BRIEF:
Reprint the entries without altering anything.

RECORDS FOR THE EXERCISE:
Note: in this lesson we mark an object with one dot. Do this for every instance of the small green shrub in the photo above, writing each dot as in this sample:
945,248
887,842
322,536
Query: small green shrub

FINISHED TASK:
Note: in this lesson we mark an object with one dot. Do this for every instance of the small green shrub in the photo above, writing each dot as in this sample:
945,248
887,842
322,536
Query: small green shrub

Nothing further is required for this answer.